About this exercise =
Each record needs to be echoed exactly; can you do that?

# # #

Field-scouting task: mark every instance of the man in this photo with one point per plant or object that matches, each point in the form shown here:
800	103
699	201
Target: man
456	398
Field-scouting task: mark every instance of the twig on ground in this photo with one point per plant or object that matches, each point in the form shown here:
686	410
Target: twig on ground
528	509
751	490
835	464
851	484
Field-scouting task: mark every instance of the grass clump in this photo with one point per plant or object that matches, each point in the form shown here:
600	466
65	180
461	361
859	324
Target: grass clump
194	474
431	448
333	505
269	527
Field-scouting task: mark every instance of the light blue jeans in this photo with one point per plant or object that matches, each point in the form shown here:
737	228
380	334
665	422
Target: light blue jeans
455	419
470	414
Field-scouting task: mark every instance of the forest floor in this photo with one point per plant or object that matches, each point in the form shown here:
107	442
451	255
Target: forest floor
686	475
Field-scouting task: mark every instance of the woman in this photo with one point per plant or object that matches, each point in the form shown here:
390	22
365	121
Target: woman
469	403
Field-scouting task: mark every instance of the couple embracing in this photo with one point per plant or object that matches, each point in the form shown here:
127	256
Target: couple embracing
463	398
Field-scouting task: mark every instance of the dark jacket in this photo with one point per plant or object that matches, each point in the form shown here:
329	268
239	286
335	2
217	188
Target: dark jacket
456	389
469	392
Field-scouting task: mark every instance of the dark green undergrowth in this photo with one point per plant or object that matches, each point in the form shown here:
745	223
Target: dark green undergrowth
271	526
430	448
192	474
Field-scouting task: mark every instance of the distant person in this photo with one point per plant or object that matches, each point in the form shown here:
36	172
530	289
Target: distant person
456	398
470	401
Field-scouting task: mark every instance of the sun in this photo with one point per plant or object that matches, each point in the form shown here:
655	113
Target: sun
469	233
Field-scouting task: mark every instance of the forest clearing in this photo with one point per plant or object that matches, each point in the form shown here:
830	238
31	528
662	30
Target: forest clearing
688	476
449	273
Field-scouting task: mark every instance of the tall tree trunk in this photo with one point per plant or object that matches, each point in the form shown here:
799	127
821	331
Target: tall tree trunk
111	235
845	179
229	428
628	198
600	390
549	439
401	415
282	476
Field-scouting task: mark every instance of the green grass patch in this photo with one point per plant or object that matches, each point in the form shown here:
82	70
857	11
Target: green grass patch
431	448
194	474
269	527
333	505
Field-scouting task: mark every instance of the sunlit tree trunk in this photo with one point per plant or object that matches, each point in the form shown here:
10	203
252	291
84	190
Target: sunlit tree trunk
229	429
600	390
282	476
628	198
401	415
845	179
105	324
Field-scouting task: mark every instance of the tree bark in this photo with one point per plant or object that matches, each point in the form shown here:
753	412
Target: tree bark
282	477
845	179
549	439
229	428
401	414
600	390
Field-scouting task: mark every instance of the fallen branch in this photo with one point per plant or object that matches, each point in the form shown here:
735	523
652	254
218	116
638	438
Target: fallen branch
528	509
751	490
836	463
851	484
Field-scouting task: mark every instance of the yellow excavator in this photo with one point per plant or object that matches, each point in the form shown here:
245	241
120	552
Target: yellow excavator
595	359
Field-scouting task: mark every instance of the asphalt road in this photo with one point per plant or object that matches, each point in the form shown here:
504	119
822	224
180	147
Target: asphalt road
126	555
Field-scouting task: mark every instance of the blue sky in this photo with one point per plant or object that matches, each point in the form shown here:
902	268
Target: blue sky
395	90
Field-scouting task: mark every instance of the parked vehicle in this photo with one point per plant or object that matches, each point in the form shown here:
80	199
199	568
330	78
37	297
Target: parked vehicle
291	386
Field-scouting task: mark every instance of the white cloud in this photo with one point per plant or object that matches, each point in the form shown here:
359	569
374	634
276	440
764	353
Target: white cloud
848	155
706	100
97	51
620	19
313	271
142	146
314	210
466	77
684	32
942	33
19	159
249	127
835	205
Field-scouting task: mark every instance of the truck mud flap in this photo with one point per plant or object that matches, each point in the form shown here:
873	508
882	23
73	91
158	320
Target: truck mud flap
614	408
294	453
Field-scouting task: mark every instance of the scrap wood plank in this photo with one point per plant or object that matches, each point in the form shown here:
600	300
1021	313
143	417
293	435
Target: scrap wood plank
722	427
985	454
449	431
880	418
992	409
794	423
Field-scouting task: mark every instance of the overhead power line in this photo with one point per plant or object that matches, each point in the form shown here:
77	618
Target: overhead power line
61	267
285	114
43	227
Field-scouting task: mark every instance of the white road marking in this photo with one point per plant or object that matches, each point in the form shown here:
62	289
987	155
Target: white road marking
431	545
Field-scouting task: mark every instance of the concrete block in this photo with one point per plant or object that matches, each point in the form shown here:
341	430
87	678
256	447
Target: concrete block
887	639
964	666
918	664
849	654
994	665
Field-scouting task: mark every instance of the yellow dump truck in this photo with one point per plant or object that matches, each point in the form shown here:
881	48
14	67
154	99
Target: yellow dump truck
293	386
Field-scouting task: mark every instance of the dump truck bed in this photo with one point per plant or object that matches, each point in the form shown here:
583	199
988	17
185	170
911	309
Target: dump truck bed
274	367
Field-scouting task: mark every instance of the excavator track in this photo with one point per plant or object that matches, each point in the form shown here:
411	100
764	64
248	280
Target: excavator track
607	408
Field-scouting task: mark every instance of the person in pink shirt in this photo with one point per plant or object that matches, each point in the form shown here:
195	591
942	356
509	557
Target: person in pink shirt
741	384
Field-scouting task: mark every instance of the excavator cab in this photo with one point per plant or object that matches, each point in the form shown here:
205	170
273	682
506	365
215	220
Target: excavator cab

# # #

Solution to this exercise =
Field-scouting task: mark every instance of the man in this photo with one point per plant or object that matches, each point in the form shown here:
800	103
699	201
Target: man
456	398
Field-scouting task: mark every instance of the twig on ground in this photo with one point per plant or object that matches, each point in the form shown here:
686	410
Target: twig on ground
528	509
751	490
835	464
851	484
Field-scouting task: mark every instance of the grass clump in this photo with one point per plant or object that matches, each point in the form shown here:
600	466
65	180
461	361
859	324
Target: grass clump
194	474
431	448
333	505
269	527
Field-scouting task: mark every instance of the light blue jeans in this photo with one point per plant or object that matches, each point in the form shown here:
737	228
380	334
665	422
Target: light blue jeans
455	419
470	414
Field-scouting task: mark every instance of the forest floor in this photo with one point per plant or object that matches, each point in the form shown here:
107	442
451	255
Target: forest floor
686	475
Field-scouting task: mark every instance of the woman in this photo with one point per plant or object that matches, each point in the form shown here:
390	22
365	121
Target: woman
469	403
Field-scouting task: mark every instance of the couple embracing in this photo with one point per plant or object that matches, each point in the form shown here:
127	256
Target: couple embracing
463	398
Field-scouting task: mark every instance of the dark jacket in this photo with one point per plant or object that matches, each point in the form shown here:
329	268
239	286
335	2
217	188
Target: dark jacket
456	389
469	392
Field-scouting task: mark every instance of the dark green undergrowth in this photo with one point per plant or object that matches, each point in the form shown here:
745	223
Target: dark green undergrowth
271	526
430	448
192	474
Field-scouting task: mark every instance of the distant person in this photo with one point per plant or object that matches, each point in the form shown here:
36	172
530	289
Target: distant person
456	398
470	401
Field-scouting task: mark every instance of the sun in this photo with one point per plant or object that matches, each point in the form shown here:
655	113
Target: sun
469	233
Field-scouting task: mark every instance of the forest clearing in this photo with one point per plant or object that matches, each point in the form shown here:
830	238
31	528
662	30
Target: forest clearing
688	476
449	273
Field-scouting task: mark every instance of the tall tree trunk in this photo with one point per plant or object that matches, each point in the form shown here:
799	127
821	331
Target: tall tree trunk
111	235
845	179
229	428
628	198
600	390
549	439
401	415
282	476
Field-scouting task: mark every instance of the green grass patch in this photo with one point per plant or object that matches, each point in the form shown here:
82	70
857	11
Target: green grass patch
431	448
194	474
269	527
333	505
Field-scouting task: mark every instance of the sunlit tree trunk in this photo with one point per plant or object that matches, each point in the form shown here:
10	203
252	291
84	190
Target: sunlit tree trunk
229	429
600	390
282	476
628	198
401	415
845	179
105	324
Field-scouting task: mark every instance of the tree bark in this photo with one point per plant or object that matches, each point in the form shown here:
753	412
Target: tree bark
282	477
845	179
549	439
229	428
401	414
600	390
Field-scouting task: mark every instance of the fallen branch in this photo with one point per plant or object that matches, each point in the form shown here:
735	523
652	254
218	116
638	438
Target: fallen branch
528	509
751	490
836	463
851	484
Field-scouting task: mark every instance of the yellow excavator in this photo with one point per plant or object that matches, each point in the form shown here:
245	241
120	552
Target: yellow excavator
595	359
Field-scouting task: mark every instance of the asphalt road in this photo with one point per plant or object that matches, each point in the form shown here:
504	119
822	224
180	147
Target: asphalt road
126	555
Field-scouting task: mark every instance of the blue sky in this photo with one point per plant or object that matches, each point in the form shown here:
902	268
Target: blue sky
395	90
Field-scouting task: mark every instance of the parked vehicle in this photo with one point per plant or object that matches, each point in the form shown here:
80	199
199	568
330	78
37	297
Target: parked vehicle
291	386
Field-scouting task: mark every instance of the white cloud in this photo with one point per plant or object that matches, each point in the form shown here:
359	569
374	634
276	440
764	353
Target: white cloud
848	155
706	100
97	51
620	19
313	271
142	146
314	210
466	77
684	32
942	33
19	159
249	127
835	205
Field-scouting task: mark every instance of the truck mud flap in this photo with one point per plant or object that matches, each point in the form shown here:
873	508
882	23
73	91
158	320
Target: truck mud flap
614	408
294	453
Field-scouting task: mark every instance of the scrap wood plank in this photo with one point per plant or object that matches, each point in the form shown here:
600	300
1021	313
143	417
293	435
Target: scrap wood plank
722	427
985	454
449	431
880	418
992	409
794	423
Field-scouting task: mark every instance of the overhead power line in this photo with one point per plant or object that matches, each point in the form shown here:
77	618
Target: overhead power line
61	267
285	114
43	227
Field-scouting task: mark every instance of the white road marking in this photo with one point per plant or object that matches, each point in the form shown here:
62	289
987	155
Target: white road marking
431	545
Field-scouting task: mark every instance of the concrete block in this photo with one point per plant or object that matches, each point in the form shown here:
341	430
87	678
256	447
Target: concrete block
887	639
964	666
918	664
849	654
994	665
Field-scouting task: mark every instance of the yellow dump truck in this photo with one point per plant or object that matches, each point in the form shown here:
881	48
14	67
154	99
Target: yellow dump truck
293	386
Field-scouting task: mark every instance of the dump truck bed in this photo with one point per plant or object that matches, each point in the form shown here:
583	199
988	17
185	170
911	309
Target: dump truck bed
274	367
Field-scouting task: mark every instance of the excavator track in this photo with one point per plant or object that matches, each point in the form shown here:
411	100
764	64
248	280
Target: excavator track
607	408
Field-scouting task: mark every instance of the person in pink shirt in this photo with one point per plant or object that matches, each point in the form shown here:
195	591
942	356
509	557
Target: person in pink shirt
741	384
Field-scouting task: mark every instance of the excavator cab in this photo with one point per plant or object that matches, each point in the form shown here:
205	170
273	682
506	365
215	220
Target: excavator cab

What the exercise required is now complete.